▸ **Document passage**
'''

Gilead races to FDA after hep C blockbuster hopeful scores 4th win in PhIII
This morning Gilead ($GILD) announced that it has successfully wrapped up positive top-line data from its fourth and last Phase III study for sofosbuvir, putting the biotech on a short path to the FDA with what promises to be the first oral drug for hepatitis C.
This last Phase III was dubbed FUSION and tested sofosbuvir--which had been known as PSI-7977 when Gilead scooped it up in the $11 billion buyout of Pharmasset in November, 2011--in combination with ribavirin in treatment-resistant genotype 2 or 3 patients. And investigators concluded that at 16 weeks 73% of the patients who had failed interferon-based therapies demonstrated a sustained virological response, compared to a predefined historic control rate of 25%. The data follow the news just two weeks ago that two previous Phase III studies had garnered positive data as well.
"This study demonstrates that all-oral therapy with sofosbuvir provides significant efficacy among difficult-to-treat hepatitis C patients who could not be cured by prior regimens containing pegylated interferon and now have limited treatment options," said Norbert Bischofberger, the executive vice president of research and development and CSO. "With positive results from all four Phase III trials now in hand, Gilead is on track to meet its goal of filing regulatory applications in the United States and Europe in the second quarter."
The positive results cap a remarkable run for Gilead, which took less than 16 months to put the treatment through its Phase III paces. And the results provide some redemption for a company that faced caustic criticism for buying sofosbuvir in an $11 billion cash deal with nothing but the data from a small, 40-patient study to go on. Now Gilead remains the favorite in one of the hottest R&D races in the industry to make it through a regulatory review for the first hep C treatment that won't rely on interferon, a therapy associated with a long list of side effects that often prevents patients from continuing therapy.
Even now Vertex has seen revenue from its new hep C drug decline precipitously as more and more doctors "warehouse" treatment-naïve patients, looking to start them on what promises to be a new standard of care in a market expected to grow to $20 billion a year.
More treatments are likely to crowd into the market behind Gilead's drug as developers advance new cocktail treatments for patients. Close behind is AbbVie ($ABBV) with its own Phase III hopeful while Vertex ($VRTX) has paired up with Johnson & Johnson ($JNJ) and GlaxoSmithKline ($GSK) in an effort to play catchup. Bristol-Myers Squibb ($BMY) is also in the race.

'''

▸ **Problems and tasks**
(1) From the sofosbuvir article, transcribe the passage from "Even now Vertex" up to and including "in the race.".
(2) Answer these questions using the sofosbuvir article:
(a) What name was sofosbuvir known by when Gilead acquired it?
(b) In the FUSION study, what percentage of patients showed a sustained virological response at 16 weeks?
(c) How large is the hepatitis C market expected to grow each year?

▸ **Information provided**
'''

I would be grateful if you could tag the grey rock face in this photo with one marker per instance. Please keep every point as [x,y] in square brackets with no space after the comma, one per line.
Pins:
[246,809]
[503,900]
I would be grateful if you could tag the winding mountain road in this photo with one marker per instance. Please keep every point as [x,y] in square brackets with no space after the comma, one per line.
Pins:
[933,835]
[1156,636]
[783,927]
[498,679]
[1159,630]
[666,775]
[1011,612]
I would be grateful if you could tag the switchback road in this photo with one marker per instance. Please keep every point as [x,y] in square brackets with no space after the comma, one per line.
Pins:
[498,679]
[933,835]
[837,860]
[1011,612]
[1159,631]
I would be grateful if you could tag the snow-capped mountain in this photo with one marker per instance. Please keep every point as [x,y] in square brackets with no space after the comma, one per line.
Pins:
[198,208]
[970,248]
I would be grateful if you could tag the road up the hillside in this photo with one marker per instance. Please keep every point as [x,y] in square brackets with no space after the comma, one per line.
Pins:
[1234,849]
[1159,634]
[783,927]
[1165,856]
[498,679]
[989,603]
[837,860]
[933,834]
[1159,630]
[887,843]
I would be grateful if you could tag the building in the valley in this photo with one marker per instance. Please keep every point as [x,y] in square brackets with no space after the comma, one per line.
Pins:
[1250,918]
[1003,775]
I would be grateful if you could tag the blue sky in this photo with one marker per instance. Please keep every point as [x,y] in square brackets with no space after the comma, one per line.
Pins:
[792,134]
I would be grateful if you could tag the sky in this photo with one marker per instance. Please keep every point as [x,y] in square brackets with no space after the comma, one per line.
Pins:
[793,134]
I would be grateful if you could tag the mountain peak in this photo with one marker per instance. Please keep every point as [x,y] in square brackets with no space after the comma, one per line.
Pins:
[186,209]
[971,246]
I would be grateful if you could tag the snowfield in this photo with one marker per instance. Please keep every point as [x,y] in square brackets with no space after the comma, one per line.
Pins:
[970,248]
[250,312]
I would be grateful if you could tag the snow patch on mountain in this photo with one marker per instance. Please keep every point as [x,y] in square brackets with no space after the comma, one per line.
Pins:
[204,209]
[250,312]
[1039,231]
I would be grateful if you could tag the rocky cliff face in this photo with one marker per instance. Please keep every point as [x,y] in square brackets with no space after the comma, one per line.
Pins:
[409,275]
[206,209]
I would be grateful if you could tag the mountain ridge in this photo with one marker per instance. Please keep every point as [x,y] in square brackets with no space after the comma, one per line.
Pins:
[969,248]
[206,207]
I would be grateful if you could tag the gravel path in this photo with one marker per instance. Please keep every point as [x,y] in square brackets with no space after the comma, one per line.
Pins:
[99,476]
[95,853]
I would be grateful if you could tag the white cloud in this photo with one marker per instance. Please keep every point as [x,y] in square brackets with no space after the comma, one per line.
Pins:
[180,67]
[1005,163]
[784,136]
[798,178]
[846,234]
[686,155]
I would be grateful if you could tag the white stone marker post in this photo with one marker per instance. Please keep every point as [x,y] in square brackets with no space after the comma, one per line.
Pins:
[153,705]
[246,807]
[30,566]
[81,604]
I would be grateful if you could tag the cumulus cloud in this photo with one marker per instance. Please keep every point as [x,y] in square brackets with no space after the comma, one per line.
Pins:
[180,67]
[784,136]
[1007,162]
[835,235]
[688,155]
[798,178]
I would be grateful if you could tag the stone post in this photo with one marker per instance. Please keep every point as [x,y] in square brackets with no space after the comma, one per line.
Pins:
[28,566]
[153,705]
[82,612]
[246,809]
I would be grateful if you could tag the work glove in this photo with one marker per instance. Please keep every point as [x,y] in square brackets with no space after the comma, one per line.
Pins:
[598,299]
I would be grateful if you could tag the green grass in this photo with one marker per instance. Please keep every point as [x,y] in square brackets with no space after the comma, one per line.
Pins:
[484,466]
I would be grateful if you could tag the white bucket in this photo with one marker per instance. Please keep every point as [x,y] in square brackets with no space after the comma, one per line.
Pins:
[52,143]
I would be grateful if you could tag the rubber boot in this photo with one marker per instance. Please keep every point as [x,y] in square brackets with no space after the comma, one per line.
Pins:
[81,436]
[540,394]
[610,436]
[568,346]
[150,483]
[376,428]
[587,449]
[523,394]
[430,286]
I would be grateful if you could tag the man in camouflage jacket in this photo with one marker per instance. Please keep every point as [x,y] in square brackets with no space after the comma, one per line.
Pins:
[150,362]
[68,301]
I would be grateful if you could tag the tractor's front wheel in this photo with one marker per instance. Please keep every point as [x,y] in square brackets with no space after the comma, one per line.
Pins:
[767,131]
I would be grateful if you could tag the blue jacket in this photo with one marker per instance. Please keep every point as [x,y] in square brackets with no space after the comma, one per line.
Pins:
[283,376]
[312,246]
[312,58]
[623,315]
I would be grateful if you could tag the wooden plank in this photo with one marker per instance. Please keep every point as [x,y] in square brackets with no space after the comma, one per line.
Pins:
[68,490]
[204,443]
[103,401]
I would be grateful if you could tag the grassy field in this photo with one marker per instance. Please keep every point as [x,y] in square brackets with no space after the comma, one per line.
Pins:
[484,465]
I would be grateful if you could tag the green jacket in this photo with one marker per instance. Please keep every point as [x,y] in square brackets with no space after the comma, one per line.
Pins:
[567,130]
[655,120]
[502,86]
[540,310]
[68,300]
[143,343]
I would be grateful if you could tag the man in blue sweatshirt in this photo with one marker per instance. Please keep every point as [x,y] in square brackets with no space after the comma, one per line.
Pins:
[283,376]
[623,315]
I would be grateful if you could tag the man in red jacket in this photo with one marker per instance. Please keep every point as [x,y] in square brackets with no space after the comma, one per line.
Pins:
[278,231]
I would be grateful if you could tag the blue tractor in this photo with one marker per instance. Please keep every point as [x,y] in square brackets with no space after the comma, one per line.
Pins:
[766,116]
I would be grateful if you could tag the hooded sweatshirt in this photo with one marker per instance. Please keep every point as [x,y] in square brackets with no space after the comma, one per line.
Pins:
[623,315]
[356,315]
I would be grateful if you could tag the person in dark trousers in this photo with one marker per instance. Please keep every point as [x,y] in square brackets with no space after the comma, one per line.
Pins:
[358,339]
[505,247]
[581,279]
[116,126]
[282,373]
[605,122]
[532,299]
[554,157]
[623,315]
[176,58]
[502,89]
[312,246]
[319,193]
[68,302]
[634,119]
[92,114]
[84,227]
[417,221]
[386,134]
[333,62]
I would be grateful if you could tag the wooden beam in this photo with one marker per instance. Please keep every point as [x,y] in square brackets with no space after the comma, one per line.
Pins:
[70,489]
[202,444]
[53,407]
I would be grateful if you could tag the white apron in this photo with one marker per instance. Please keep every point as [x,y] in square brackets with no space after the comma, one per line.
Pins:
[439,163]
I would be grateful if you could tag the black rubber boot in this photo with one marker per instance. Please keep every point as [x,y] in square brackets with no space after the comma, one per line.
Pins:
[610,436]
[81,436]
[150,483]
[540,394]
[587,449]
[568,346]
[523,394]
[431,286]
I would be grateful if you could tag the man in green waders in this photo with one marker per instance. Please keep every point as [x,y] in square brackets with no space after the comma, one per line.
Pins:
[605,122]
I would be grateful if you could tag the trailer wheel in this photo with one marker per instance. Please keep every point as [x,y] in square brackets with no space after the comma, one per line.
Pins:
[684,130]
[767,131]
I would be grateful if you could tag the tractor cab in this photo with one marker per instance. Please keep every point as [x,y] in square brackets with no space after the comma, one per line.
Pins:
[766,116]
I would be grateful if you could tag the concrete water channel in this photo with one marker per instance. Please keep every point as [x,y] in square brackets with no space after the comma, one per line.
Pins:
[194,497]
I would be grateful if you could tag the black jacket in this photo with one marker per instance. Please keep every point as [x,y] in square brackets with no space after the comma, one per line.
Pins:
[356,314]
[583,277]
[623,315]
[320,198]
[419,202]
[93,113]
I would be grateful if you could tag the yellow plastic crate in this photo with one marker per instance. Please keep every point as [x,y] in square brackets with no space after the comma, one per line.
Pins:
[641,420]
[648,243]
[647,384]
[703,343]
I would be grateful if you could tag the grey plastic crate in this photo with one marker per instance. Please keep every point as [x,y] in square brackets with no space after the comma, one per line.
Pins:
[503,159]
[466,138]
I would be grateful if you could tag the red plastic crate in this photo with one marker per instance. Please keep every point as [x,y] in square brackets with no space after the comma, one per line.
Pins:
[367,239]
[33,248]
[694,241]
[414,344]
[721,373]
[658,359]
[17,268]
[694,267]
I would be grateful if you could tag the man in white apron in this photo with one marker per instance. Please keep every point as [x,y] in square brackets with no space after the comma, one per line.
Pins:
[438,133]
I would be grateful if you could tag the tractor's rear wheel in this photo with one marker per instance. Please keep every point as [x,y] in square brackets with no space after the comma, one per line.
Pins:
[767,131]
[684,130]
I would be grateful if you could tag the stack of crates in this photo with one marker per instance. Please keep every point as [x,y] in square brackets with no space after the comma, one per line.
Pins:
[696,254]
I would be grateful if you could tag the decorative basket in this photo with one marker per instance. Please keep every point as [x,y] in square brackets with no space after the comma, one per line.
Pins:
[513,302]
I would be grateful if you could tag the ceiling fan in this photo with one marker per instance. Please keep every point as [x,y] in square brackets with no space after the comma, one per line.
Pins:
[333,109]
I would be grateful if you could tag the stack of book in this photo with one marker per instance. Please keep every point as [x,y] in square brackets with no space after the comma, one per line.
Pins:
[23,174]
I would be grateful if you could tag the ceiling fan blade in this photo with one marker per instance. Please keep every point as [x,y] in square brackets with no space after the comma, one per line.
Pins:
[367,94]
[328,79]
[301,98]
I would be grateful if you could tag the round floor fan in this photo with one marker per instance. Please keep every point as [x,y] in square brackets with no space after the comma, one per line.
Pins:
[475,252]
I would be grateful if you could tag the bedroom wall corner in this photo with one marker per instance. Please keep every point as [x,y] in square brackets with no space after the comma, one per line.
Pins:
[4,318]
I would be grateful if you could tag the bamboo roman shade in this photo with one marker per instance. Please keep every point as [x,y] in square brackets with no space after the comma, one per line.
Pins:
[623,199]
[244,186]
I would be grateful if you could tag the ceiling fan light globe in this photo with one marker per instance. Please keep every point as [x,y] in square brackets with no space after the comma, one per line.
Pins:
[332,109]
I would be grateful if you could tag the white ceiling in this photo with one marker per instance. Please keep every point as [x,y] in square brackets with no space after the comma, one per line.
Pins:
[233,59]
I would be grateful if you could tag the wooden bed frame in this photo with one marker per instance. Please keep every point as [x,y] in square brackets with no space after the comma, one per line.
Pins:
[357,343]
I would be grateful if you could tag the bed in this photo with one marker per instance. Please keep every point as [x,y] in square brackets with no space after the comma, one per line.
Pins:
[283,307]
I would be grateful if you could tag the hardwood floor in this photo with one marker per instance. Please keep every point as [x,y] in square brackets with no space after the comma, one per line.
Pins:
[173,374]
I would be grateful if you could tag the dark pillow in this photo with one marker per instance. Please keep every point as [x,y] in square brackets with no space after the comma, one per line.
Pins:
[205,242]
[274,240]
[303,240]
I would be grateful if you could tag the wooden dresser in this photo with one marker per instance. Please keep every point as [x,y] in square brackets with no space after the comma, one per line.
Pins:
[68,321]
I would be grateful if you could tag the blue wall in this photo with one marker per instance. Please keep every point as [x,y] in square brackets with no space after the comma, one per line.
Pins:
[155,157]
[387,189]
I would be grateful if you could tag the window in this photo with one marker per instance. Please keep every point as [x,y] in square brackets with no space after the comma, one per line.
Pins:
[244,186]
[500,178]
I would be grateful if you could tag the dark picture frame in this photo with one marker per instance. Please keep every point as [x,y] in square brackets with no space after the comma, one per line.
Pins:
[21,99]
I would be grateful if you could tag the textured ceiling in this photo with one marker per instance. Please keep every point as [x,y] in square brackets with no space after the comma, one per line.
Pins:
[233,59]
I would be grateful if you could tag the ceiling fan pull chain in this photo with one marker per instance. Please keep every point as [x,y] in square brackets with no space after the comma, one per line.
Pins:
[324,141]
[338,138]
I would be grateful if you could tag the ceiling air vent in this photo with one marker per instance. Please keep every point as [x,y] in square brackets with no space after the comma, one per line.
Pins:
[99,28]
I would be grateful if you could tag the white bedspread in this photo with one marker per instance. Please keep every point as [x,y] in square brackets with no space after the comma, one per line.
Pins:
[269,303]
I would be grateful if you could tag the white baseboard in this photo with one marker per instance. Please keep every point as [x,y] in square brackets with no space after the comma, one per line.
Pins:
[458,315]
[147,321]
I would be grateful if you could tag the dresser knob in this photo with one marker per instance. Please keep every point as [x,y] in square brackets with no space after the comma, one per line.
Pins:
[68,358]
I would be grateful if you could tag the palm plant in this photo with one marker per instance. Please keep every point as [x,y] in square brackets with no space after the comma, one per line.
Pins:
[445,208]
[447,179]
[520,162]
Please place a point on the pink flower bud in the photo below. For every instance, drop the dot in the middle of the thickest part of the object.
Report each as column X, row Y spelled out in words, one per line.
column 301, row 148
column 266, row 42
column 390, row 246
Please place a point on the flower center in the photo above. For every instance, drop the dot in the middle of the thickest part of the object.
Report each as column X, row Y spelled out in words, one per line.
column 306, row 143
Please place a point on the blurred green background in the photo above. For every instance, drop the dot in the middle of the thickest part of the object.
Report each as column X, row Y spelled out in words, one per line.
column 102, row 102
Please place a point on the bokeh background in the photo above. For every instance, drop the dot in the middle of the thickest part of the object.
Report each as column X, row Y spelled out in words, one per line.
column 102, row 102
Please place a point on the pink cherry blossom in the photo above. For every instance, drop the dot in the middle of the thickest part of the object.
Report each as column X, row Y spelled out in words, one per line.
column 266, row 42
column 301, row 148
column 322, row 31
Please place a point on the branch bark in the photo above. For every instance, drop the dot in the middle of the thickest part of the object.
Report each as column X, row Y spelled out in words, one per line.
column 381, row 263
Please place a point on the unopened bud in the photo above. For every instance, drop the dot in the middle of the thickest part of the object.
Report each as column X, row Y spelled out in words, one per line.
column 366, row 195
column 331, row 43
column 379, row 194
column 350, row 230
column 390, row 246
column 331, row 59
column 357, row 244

'''

▸ **Answers to this exercise**
(1)
Even now Vertex has seen revenue from its new hep C drug decline precipitously as more and more doctors "warehouse" treatment-naïve patients, looking to start them on what promises to be a new standard of care in a market expected to grow to $20 billion a year.
More treatments are likely to crowd into the market behind Gilead's drug as developers advance new cocktail treatments for patients. Close behind is AbbVie ($ABBV) with its own Phase III hopeful while Vertex ($VRTX) has paired up with Johnson & Johnson ($JNJ) and GlaxoSmithKline ($GSK) in an effort to play catchup. Bristol-Myers Squibb ($BMY) is also in the race.

(2)
(a) PSI-7977
(b) 73%
(c) $20 billion a year